Illinois becomes 20th state to legalize medical marijuana


Illinois Gov. Pat Quinn called legalizing medical marijuana important ‘for healing’ in his state.

America’s green rush is on.

Gov. Pat Quinn signed a bill into law that makes Illinois the 20th state in the nation to legalize the use of medical marijuana.

“This is really an important day, I think, for healing in Illinois,” Quinn said at a signing ceremony on Thursday. “For helping people who are dealing with pain every day, often times very severe pain.”

The new law is slated to go into effect on Jan. 1, but could take months longer to implement due to the intricacies of its rules.

 For starters, pot can only be prescribed to treat one of 42 illnesses, including cancer, multiple sclerosis and AIDS. Patients are not allowed to receive more than 2.5 ounces every two weeks, and the doctor who prescribes the drug must have had a previous professional relationship with the patient.


So far, 20 states have passed laws allowing doctors to treat patients by writing prescriptions for marijuana.

In an effort to clamp down on the rampant proliferation of dispensaries and illegal growing operations seen in some states that have legalized medical marijuana, patients would have to buy the drug from one of 60 pre-approved locations and have been grown at one of 22 growing centers.

**Dataset:**
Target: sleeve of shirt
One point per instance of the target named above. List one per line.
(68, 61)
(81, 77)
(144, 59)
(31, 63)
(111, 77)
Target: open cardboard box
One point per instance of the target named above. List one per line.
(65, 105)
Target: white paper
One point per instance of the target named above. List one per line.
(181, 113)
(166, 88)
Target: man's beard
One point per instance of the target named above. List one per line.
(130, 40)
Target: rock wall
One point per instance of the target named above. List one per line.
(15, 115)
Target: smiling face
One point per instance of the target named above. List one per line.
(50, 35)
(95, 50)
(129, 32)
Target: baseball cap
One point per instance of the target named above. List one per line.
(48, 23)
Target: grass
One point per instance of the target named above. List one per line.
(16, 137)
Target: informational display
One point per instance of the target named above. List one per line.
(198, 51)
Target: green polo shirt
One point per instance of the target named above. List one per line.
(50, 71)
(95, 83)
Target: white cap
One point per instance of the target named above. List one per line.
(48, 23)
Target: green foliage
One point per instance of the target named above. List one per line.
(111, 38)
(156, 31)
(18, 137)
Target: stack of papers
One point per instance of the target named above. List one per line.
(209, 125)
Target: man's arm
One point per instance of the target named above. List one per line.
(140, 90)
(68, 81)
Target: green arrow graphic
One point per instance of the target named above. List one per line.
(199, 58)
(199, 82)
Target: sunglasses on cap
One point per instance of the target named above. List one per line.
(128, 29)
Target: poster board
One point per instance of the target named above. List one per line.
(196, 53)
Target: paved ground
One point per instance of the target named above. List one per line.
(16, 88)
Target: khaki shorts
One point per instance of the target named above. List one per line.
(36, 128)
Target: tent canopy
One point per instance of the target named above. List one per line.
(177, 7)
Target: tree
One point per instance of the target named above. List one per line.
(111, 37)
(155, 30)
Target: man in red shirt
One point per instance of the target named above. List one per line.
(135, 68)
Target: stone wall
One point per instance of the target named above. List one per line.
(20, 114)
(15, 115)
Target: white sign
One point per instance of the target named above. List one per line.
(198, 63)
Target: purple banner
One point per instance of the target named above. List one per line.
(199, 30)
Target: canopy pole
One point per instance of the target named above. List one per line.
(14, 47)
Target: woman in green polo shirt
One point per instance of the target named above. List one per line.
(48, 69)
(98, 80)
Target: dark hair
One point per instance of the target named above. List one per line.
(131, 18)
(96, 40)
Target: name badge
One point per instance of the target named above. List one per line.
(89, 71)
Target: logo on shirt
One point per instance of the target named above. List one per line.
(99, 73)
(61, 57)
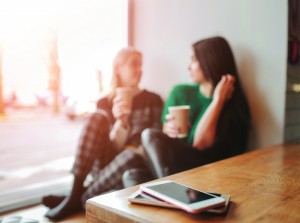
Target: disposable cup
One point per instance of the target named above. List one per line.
(181, 118)
(126, 95)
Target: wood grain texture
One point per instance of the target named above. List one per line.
(264, 186)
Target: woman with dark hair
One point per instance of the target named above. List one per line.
(219, 114)
(111, 140)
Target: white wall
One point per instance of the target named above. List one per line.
(257, 31)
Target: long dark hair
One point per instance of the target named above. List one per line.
(216, 59)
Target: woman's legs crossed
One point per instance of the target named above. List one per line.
(94, 144)
(168, 155)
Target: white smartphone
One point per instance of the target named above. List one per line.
(139, 197)
(184, 197)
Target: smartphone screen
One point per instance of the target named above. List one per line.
(181, 193)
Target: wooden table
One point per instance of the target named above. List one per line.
(264, 185)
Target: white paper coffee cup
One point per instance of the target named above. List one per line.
(181, 118)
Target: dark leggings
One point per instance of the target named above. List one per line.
(168, 155)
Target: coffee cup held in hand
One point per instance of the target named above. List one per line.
(126, 95)
(181, 118)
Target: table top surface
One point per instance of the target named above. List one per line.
(264, 186)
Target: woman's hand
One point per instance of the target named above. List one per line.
(224, 89)
(120, 110)
(170, 128)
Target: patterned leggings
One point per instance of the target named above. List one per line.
(97, 156)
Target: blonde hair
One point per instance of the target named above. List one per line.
(120, 59)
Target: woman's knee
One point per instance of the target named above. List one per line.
(99, 117)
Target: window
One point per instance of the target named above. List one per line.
(74, 40)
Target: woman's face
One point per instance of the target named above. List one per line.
(131, 71)
(195, 70)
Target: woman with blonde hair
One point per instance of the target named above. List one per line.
(110, 143)
(219, 114)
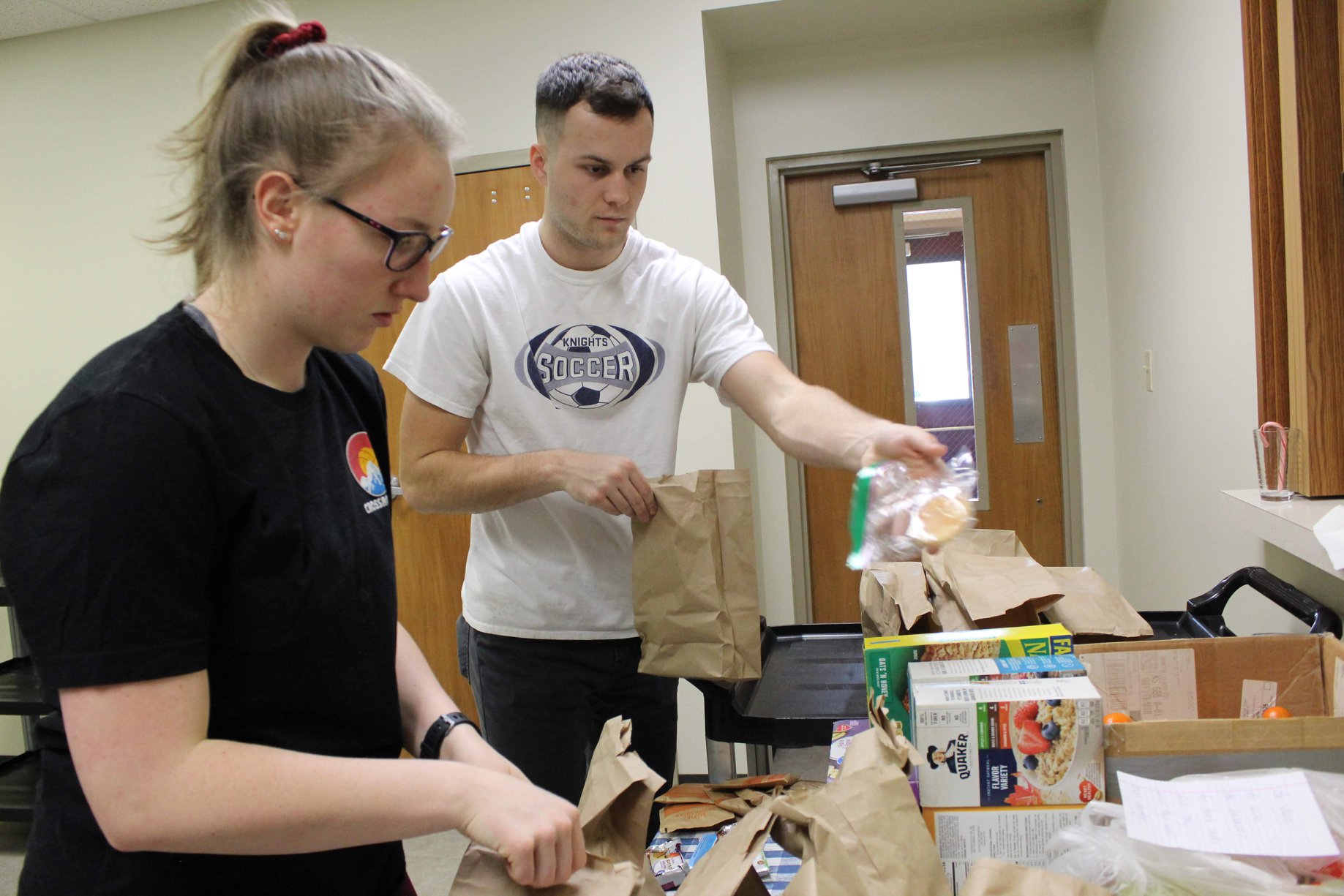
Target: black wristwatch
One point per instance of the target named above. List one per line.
(443, 726)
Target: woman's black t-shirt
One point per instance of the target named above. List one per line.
(167, 515)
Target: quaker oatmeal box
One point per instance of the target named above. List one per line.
(1024, 742)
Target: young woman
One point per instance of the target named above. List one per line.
(197, 531)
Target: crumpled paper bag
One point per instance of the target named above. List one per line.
(894, 600)
(862, 833)
(997, 592)
(695, 584)
(615, 813)
(996, 878)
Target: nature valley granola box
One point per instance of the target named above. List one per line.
(1010, 743)
(885, 658)
(996, 669)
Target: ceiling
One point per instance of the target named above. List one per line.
(20, 18)
(757, 27)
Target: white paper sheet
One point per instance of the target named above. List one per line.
(1329, 532)
(1272, 814)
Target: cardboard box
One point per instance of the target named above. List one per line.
(996, 669)
(1034, 742)
(1018, 836)
(1304, 674)
(885, 660)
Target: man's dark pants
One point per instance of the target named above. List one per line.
(544, 703)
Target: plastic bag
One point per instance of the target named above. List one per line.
(894, 515)
(1100, 851)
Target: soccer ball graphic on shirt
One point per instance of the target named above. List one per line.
(589, 366)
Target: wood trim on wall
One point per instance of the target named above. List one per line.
(1260, 45)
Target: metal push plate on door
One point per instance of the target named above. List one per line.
(1029, 413)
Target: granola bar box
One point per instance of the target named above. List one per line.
(885, 658)
(1010, 743)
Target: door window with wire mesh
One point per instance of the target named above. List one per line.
(939, 327)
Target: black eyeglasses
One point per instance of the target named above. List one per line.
(408, 247)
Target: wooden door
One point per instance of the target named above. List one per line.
(847, 331)
(430, 547)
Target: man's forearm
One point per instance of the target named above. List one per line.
(816, 426)
(452, 481)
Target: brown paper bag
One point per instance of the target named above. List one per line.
(894, 600)
(483, 873)
(996, 878)
(947, 613)
(991, 543)
(860, 835)
(1092, 606)
(726, 870)
(615, 814)
(999, 592)
(863, 833)
(695, 589)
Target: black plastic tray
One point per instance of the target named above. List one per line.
(1204, 616)
(811, 676)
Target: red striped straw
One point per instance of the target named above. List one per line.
(1283, 452)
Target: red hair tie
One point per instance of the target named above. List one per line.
(284, 42)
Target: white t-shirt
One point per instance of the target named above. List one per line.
(539, 356)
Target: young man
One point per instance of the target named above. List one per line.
(562, 356)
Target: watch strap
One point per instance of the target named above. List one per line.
(440, 730)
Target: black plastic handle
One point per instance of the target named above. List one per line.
(1206, 611)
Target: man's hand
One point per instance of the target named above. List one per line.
(536, 832)
(918, 449)
(608, 483)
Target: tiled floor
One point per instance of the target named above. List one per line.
(432, 862)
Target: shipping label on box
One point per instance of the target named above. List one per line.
(1010, 743)
(996, 669)
(885, 660)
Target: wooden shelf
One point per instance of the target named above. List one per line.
(20, 693)
(1285, 524)
(18, 783)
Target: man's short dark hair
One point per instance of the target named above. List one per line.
(608, 85)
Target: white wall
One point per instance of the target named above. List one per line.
(882, 94)
(83, 109)
(1175, 187)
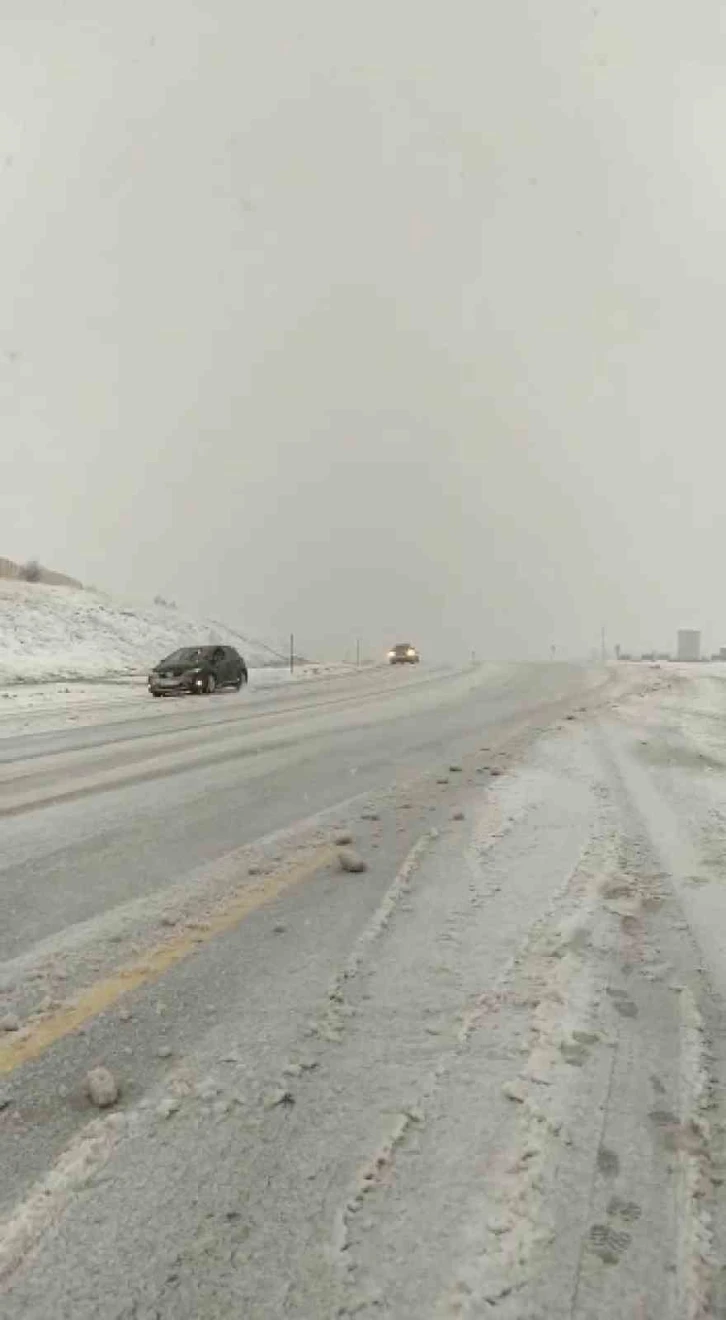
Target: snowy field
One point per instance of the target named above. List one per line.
(49, 632)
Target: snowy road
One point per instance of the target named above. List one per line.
(485, 1077)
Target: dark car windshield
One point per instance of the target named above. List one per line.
(189, 655)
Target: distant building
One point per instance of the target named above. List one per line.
(689, 644)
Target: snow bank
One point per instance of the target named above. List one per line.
(50, 632)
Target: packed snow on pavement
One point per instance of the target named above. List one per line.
(66, 654)
(507, 1097)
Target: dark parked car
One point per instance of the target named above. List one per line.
(198, 669)
(403, 654)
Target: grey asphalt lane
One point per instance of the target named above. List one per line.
(213, 1050)
(135, 811)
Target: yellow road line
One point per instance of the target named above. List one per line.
(46, 1031)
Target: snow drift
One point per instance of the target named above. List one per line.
(53, 632)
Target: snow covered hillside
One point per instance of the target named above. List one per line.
(58, 632)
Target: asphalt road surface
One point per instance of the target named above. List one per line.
(458, 1083)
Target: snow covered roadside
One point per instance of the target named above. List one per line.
(50, 634)
(44, 706)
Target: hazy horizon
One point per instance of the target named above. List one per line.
(371, 321)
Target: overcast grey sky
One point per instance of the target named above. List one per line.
(401, 318)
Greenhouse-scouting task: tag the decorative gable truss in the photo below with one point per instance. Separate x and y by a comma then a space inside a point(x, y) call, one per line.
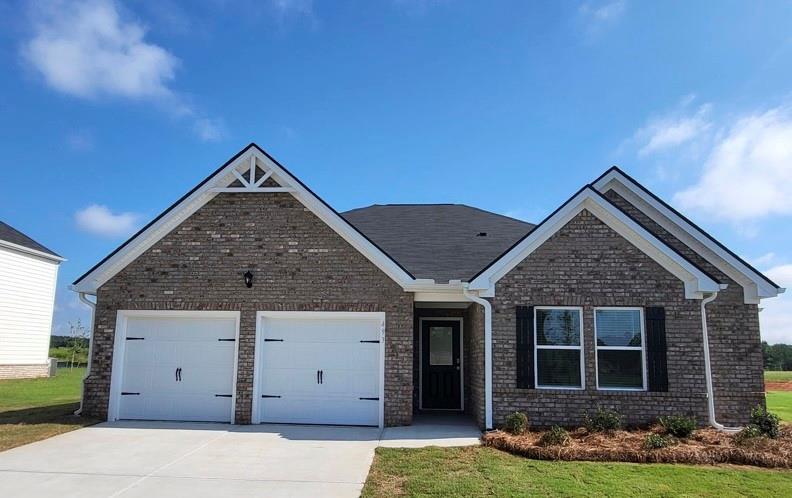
point(696, 281)
point(250, 171)
point(755, 285)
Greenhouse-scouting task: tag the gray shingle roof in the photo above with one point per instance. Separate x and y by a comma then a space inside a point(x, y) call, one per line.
point(439, 241)
point(11, 234)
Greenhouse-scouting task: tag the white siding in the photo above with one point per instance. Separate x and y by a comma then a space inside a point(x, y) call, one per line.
point(27, 298)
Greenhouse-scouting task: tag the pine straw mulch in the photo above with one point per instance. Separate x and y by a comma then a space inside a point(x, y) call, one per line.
point(705, 446)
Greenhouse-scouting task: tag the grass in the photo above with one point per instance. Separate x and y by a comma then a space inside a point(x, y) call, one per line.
point(35, 409)
point(480, 471)
point(778, 376)
point(780, 403)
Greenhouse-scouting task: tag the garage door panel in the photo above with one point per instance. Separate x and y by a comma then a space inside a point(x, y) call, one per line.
point(170, 343)
point(303, 410)
point(336, 346)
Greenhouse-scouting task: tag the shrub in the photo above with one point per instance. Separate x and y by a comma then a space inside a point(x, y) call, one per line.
point(657, 441)
point(766, 422)
point(604, 420)
point(556, 436)
point(749, 433)
point(678, 425)
point(516, 423)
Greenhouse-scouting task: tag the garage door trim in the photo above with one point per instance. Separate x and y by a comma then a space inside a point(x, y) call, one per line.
point(119, 345)
point(318, 315)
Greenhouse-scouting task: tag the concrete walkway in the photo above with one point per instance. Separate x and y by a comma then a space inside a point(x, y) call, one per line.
point(152, 459)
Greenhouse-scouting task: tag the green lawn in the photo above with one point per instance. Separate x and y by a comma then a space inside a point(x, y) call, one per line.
point(35, 409)
point(480, 471)
point(780, 403)
point(779, 376)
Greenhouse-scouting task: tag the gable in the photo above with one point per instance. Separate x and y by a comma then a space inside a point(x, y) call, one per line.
point(235, 177)
point(755, 285)
point(696, 281)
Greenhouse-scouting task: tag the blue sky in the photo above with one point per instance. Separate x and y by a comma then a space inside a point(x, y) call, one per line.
point(110, 111)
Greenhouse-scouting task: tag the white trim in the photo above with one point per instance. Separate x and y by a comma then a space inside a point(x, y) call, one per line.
point(581, 348)
point(754, 285)
point(461, 361)
point(255, 416)
point(206, 192)
point(32, 252)
point(119, 346)
point(696, 282)
point(621, 348)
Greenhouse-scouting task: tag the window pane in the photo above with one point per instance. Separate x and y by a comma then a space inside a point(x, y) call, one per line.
point(618, 328)
point(558, 327)
point(558, 367)
point(620, 369)
point(441, 346)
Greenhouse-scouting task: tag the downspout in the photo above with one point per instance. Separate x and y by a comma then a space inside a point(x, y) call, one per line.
point(487, 354)
point(92, 305)
point(708, 368)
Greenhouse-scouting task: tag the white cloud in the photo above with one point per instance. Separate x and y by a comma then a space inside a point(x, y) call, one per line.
point(776, 317)
point(285, 7)
point(209, 130)
point(748, 172)
point(677, 127)
point(84, 48)
point(92, 48)
point(99, 220)
point(597, 16)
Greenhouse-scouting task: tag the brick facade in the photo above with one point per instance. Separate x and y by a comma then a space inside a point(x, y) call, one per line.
point(587, 264)
point(733, 327)
point(299, 264)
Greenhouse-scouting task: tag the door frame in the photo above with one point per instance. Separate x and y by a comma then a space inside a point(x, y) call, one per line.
point(119, 349)
point(255, 415)
point(461, 362)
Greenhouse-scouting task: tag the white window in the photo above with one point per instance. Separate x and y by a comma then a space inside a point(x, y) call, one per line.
point(558, 354)
point(620, 348)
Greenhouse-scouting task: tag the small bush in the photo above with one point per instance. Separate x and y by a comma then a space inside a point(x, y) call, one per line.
point(516, 423)
point(556, 436)
point(678, 425)
point(604, 420)
point(766, 422)
point(749, 433)
point(657, 441)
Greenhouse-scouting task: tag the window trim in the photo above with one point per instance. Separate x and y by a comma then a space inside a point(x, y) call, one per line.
point(597, 348)
point(580, 347)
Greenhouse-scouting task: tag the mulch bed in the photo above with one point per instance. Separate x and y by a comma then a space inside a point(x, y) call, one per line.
point(705, 446)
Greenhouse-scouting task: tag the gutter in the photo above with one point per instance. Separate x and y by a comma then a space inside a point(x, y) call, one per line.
point(487, 354)
point(92, 305)
point(708, 368)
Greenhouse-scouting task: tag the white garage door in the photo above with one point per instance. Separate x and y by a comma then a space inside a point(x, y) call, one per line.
point(320, 368)
point(178, 368)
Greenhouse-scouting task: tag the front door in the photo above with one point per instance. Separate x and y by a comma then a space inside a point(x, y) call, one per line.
point(441, 365)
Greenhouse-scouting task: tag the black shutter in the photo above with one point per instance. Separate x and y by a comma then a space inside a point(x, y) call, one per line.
point(525, 375)
point(657, 372)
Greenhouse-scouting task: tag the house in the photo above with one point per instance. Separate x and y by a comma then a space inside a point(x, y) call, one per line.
point(28, 275)
point(251, 300)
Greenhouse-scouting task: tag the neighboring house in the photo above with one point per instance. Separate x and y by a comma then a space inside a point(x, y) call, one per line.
point(251, 300)
point(28, 275)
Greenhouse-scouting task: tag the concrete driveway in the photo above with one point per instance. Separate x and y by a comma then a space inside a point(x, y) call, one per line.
point(152, 459)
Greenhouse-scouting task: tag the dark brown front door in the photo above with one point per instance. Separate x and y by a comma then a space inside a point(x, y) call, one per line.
point(441, 365)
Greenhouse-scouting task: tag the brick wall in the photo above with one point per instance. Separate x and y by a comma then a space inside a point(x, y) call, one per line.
point(474, 363)
point(299, 264)
point(24, 371)
point(733, 327)
point(587, 264)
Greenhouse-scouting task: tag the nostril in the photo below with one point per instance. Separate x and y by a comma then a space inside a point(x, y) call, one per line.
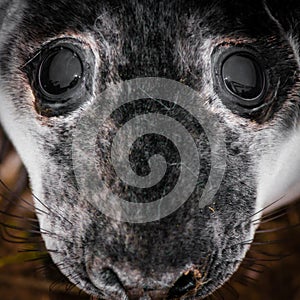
point(108, 282)
point(188, 283)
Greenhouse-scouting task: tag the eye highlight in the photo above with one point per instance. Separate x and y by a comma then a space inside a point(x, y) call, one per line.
point(61, 76)
point(60, 71)
point(243, 76)
point(240, 78)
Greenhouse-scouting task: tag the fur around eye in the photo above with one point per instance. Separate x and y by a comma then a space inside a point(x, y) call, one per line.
point(61, 77)
point(240, 79)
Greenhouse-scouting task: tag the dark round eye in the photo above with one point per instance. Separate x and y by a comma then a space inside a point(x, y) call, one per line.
point(61, 70)
point(243, 76)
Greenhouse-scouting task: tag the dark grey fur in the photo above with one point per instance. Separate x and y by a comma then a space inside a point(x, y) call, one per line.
point(140, 38)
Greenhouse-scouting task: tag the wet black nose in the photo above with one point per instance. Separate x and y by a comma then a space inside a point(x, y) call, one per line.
point(109, 283)
point(188, 283)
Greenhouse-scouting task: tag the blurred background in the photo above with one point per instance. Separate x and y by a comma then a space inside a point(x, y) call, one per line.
point(271, 270)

**Apply what you read:**
**1)** Answer from the article on Illinois legalizing medical marijuana:
(a) On what date is the new law slated to go into effect?
(b) How many illnesses may marijuana be prescribed to treat under the law?
(c) From how many pre-approved locations must patients buy the drug?
**2)** Carry on the article about Illinois legalizing medical marijuana from its final sentence.
The records can be set aside here; only the article on Illinois medical marijuana is needed.

**Answers:**
**1)**
(a) Jan. 1
(b) 42
(c) 60

**2)**
In July, New Hampshire Gov. Maggie Hassan signed a similar bill into law. Four other states — New York, Minnesota, Ohio and Pennsylvania — have pending legislation to legalize medical pot.

Seventeen states have decriminalized the possession of small amounts of marijuana, making the offense similar in stature to a traffic violation. Voters in Colorado and Washington legalized the adult use of recreational marijuana in 2012.

“Illinois is the latest of a growing number of states adopting compassionate, commonsense legislation that reflects the proven medical benefits of medical marijuana,” Chris Lindsey, legislative analyst for the pro-pot group Marijuana Policy Project, said in a statement. “Seriously ill people in every state deserve the same safe and legal access to medical marijuana, and we will continue to work with patients and advocates around the nation until they have it.”